What the task asks: Which lines of the listing below contain the word "dark"? Copy out each of them in full.

Supplied information:
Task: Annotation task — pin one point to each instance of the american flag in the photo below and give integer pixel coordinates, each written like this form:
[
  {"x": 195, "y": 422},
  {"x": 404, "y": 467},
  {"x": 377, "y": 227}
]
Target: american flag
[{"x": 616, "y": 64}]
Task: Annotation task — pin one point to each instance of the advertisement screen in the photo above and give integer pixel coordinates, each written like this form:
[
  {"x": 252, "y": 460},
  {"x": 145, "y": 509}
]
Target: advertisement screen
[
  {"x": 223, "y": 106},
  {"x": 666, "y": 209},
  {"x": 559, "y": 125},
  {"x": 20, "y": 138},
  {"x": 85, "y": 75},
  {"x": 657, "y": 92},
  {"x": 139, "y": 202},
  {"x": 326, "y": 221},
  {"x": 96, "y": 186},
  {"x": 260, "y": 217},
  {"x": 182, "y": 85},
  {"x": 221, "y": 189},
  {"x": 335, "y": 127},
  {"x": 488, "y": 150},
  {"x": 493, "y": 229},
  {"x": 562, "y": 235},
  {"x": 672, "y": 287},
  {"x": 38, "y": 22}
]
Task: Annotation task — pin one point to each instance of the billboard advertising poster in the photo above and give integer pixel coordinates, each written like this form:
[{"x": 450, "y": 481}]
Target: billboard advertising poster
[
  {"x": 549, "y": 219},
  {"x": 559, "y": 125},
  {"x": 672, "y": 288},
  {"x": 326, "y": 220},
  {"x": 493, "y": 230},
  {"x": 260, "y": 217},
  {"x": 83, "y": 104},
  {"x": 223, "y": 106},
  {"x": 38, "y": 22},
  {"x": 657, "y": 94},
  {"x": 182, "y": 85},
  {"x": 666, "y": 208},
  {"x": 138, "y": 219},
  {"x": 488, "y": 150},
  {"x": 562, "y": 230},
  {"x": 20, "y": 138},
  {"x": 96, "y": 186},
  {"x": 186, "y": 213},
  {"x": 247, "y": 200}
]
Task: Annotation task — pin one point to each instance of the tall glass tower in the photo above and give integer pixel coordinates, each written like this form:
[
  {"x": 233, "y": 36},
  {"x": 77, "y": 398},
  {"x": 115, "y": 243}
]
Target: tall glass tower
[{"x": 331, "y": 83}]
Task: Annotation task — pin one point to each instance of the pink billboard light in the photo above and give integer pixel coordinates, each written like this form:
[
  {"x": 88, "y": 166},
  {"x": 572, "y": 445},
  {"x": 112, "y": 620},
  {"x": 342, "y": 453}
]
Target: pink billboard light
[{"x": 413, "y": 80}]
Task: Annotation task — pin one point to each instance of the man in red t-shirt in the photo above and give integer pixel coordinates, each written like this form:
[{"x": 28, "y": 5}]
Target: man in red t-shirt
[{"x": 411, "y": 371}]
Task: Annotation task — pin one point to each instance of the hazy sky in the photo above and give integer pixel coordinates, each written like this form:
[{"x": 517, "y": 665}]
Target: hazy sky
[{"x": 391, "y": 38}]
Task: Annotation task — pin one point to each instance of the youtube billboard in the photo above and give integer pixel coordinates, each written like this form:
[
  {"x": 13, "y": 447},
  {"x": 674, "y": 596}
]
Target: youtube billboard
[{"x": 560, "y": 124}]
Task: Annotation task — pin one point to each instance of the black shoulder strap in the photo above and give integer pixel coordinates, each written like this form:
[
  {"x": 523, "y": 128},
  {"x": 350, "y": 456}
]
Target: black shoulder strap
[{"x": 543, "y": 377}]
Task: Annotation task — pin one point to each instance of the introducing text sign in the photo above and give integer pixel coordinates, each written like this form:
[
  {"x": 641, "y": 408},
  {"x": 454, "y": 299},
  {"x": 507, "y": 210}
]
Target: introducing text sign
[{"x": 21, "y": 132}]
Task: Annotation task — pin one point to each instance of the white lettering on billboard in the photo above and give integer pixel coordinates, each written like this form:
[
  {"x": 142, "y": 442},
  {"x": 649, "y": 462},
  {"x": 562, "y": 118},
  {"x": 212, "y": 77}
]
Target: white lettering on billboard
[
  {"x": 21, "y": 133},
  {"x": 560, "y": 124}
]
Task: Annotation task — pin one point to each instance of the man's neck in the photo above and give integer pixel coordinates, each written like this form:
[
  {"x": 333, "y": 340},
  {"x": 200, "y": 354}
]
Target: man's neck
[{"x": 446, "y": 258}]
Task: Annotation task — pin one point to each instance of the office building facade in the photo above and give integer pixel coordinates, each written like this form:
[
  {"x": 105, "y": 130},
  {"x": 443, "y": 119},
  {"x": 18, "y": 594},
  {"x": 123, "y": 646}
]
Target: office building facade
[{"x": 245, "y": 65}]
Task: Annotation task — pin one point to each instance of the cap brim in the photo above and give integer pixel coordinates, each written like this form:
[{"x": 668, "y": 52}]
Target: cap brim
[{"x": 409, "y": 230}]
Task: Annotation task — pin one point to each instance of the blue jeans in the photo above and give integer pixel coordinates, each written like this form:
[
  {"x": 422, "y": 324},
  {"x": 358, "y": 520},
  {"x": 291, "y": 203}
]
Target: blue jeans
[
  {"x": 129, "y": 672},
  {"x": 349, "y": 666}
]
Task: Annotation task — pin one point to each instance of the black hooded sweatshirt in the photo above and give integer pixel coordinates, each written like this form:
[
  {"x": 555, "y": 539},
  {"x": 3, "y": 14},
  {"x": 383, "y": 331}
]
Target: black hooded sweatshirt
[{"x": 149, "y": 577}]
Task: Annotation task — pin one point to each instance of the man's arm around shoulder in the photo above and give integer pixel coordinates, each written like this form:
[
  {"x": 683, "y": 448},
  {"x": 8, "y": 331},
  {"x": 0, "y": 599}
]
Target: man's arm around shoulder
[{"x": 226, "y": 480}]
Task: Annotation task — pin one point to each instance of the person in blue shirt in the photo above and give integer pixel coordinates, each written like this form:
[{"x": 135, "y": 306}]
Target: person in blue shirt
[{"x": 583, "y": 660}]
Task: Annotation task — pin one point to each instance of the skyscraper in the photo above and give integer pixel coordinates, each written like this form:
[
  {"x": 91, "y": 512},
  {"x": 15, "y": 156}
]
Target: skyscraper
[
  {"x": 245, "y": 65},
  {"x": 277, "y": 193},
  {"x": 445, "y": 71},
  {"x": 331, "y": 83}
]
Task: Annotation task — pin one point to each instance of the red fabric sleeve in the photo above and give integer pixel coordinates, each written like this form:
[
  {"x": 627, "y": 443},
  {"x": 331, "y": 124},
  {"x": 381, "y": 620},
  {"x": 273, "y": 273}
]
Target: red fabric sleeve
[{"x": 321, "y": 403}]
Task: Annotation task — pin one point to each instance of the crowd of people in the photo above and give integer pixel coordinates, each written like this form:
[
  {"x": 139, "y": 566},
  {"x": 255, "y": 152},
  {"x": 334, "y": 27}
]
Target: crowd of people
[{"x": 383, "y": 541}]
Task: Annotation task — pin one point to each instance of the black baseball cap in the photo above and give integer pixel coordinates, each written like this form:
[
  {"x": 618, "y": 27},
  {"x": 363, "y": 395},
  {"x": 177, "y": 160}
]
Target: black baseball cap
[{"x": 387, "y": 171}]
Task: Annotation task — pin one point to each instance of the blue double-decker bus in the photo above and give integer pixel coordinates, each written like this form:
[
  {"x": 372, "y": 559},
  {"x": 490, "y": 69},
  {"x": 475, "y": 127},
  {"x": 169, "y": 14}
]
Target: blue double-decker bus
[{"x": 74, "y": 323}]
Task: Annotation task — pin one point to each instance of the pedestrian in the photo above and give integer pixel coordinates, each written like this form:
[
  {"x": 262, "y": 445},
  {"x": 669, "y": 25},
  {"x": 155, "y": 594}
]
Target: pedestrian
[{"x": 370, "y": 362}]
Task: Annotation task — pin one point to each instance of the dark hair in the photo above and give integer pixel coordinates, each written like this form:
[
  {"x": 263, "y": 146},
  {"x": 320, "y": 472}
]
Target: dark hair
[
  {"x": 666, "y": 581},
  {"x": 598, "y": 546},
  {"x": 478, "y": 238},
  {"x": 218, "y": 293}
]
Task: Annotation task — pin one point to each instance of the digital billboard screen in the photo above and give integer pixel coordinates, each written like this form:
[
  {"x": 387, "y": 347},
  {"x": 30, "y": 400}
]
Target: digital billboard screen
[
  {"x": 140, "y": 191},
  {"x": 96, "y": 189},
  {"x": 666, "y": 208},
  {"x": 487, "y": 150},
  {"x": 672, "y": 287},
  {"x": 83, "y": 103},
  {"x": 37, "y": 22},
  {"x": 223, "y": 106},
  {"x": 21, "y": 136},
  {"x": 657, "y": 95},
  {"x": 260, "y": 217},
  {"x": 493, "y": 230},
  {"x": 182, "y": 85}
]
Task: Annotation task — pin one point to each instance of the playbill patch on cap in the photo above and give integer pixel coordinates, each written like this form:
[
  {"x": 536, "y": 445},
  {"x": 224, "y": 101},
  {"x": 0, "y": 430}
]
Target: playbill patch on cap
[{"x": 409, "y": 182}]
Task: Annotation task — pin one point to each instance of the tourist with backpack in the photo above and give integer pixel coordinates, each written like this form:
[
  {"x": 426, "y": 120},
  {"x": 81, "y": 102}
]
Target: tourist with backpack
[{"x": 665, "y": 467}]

...

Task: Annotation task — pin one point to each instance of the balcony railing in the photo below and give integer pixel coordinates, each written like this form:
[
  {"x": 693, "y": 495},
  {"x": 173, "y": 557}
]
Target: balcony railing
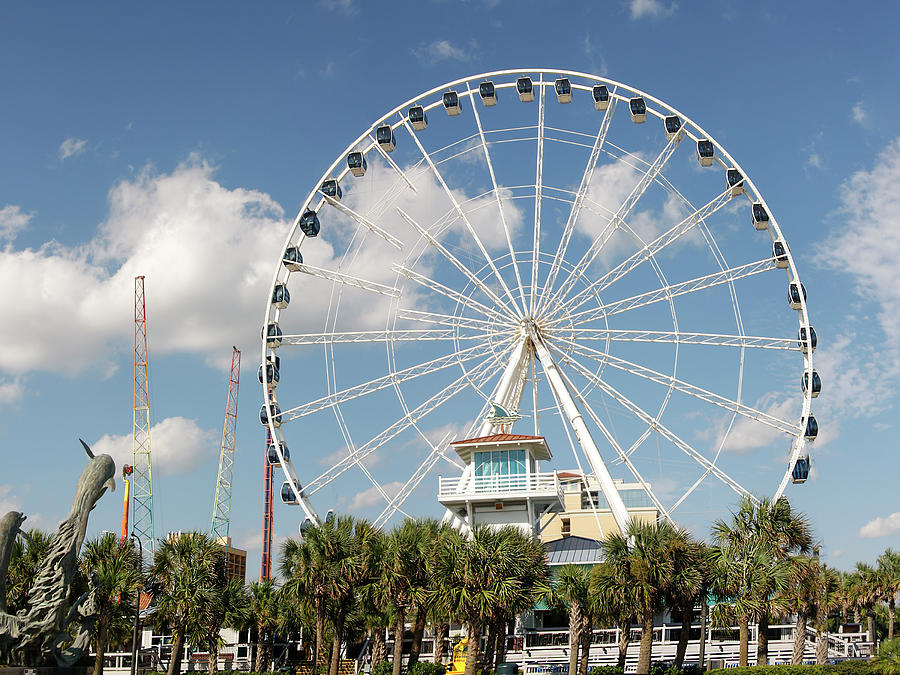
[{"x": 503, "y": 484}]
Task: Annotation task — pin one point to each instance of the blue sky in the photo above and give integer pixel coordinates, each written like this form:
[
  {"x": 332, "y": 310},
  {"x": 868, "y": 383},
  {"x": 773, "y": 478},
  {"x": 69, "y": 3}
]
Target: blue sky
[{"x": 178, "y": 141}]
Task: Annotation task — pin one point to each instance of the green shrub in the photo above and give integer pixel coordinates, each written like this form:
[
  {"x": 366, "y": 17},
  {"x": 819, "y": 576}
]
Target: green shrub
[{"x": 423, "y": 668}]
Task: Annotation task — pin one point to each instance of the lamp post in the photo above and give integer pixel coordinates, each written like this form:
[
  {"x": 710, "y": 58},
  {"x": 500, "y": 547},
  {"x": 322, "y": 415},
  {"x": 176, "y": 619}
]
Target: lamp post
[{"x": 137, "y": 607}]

Answer for the task:
Task: Annotation task — pin one point to each instance of the dark hair in the photo above and give integer pixel coordinates, each written like this form:
Target: dark hair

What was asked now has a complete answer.